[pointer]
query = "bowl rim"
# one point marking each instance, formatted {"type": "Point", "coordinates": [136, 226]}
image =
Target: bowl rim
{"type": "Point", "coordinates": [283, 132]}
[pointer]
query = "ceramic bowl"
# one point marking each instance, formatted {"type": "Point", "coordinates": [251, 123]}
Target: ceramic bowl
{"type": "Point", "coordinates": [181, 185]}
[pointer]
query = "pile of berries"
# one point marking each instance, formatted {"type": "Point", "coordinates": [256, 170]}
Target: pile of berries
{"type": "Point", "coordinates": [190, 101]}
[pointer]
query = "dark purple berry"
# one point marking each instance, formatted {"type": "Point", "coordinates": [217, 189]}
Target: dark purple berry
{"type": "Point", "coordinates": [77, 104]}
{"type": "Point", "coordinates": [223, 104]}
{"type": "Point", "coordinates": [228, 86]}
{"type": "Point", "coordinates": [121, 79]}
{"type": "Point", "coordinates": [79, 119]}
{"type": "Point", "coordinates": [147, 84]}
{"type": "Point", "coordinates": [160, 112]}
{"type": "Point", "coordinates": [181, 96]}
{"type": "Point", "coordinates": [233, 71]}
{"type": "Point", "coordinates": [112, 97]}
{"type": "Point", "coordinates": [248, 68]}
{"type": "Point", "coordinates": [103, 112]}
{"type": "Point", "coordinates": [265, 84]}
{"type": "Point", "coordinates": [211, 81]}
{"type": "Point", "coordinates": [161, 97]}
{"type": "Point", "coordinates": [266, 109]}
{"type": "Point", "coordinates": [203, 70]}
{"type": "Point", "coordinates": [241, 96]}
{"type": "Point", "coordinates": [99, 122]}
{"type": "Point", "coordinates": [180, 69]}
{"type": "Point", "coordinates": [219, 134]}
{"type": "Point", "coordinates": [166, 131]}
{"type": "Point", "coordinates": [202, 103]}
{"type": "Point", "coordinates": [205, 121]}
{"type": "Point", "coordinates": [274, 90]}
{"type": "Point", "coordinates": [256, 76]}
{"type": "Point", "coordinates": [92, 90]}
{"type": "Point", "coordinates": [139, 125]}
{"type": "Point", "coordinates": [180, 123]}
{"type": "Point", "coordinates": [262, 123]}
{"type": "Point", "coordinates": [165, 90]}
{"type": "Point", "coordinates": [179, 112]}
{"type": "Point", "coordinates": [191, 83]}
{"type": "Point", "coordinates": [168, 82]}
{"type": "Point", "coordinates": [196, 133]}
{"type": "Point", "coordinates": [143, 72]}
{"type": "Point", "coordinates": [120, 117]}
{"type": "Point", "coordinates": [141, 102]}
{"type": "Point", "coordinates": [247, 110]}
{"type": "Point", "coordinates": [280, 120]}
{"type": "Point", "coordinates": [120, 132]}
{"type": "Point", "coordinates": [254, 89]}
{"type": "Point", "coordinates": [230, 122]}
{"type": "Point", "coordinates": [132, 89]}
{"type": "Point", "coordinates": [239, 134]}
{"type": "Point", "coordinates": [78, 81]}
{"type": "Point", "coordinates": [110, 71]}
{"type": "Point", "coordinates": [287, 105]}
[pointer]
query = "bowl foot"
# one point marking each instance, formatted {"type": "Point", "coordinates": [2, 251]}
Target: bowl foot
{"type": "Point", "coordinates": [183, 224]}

- - - - -

▶ Goal of the exercise: Each record must be output word for word.

▶ Response to the exercise:
[pointer]
query = "bowl rim"
# one point marking each instance, formatted {"type": "Point", "coordinates": [136, 226]}
image =
Target: bowl rim
{"type": "Point", "coordinates": [283, 132]}
[pointer]
query = "ceramic bowl"
# one point marking each instance, formatted {"type": "Point", "coordinates": [251, 123]}
Target: ceramic bowl
{"type": "Point", "coordinates": [181, 185]}
[pointer]
query = "pile of berries"
# one point marking each instance, formatted {"type": "Point", "coordinates": [256, 170]}
Target: pile of berries
{"type": "Point", "coordinates": [190, 101]}
[pointer]
query = "dark purple berry"
# one point marking each instance, formatted {"type": "Point", "coordinates": [217, 189]}
Target: dark purple berry
{"type": "Point", "coordinates": [77, 104]}
{"type": "Point", "coordinates": [223, 104]}
{"type": "Point", "coordinates": [228, 86]}
{"type": "Point", "coordinates": [121, 79]}
{"type": "Point", "coordinates": [79, 119]}
{"type": "Point", "coordinates": [147, 84]}
{"type": "Point", "coordinates": [160, 112]}
{"type": "Point", "coordinates": [181, 96]}
{"type": "Point", "coordinates": [233, 71]}
{"type": "Point", "coordinates": [112, 97]}
{"type": "Point", "coordinates": [248, 68]}
{"type": "Point", "coordinates": [103, 112]}
{"type": "Point", "coordinates": [265, 84]}
{"type": "Point", "coordinates": [211, 81]}
{"type": "Point", "coordinates": [161, 97]}
{"type": "Point", "coordinates": [266, 109]}
{"type": "Point", "coordinates": [203, 70]}
{"type": "Point", "coordinates": [241, 96]}
{"type": "Point", "coordinates": [99, 122]}
{"type": "Point", "coordinates": [180, 69]}
{"type": "Point", "coordinates": [219, 134]}
{"type": "Point", "coordinates": [166, 131]}
{"type": "Point", "coordinates": [202, 103]}
{"type": "Point", "coordinates": [205, 121]}
{"type": "Point", "coordinates": [274, 90]}
{"type": "Point", "coordinates": [256, 76]}
{"type": "Point", "coordinates": [92, 90]}
{"type": "Point", "coordinates": [139, 125]}
{"type": "Point", "coordinates": [180, 123]}
{"type": "Point", "coordinates": [262, 123]}
{"type": "Point", "coordinates": [165, 90]}
{"type": "Point", "coordinates": [179, 112]}
{"type": "Point", "coordinates": [191, 83]}
{"type": "Point", "coordinates": [168, 82]}
{"type": "Point", "coordinates": [196, 133]}
{"type": "Point", "coordinates": [143, 72]}
{"type": "Point", "coordinates": [120, 117]}
{"type": "Point", "coordinates": [141, 102]}
{"type": "Point", "coordinates": [247, 110]}
{"type": "Point", "coordinates": [280, 120]}
{"type": "Point", "coordinates": [120, 132]}
{"type": "Point", "coordinates": [254, 89]}
{"type": "Point", "coordinates": [230, 122]}
{"type": "Point", "coordinates": [132, 89]}
{"type": "Point", "coordinates": [239, 134]}
{"type": "Point", "coordinates": [78, 81]}
{"type": "Point", "coordinates": [110, 71]}
{"type": "Point", "coordinates": [287, 105]}
[pointer]
query = "bowl foot"
# one point marking each instance, formatted {"type": "Point", "coordinates": [2, 251]}
Target: bowl foot
{"type": "Point", "coordinates": [183, 224]}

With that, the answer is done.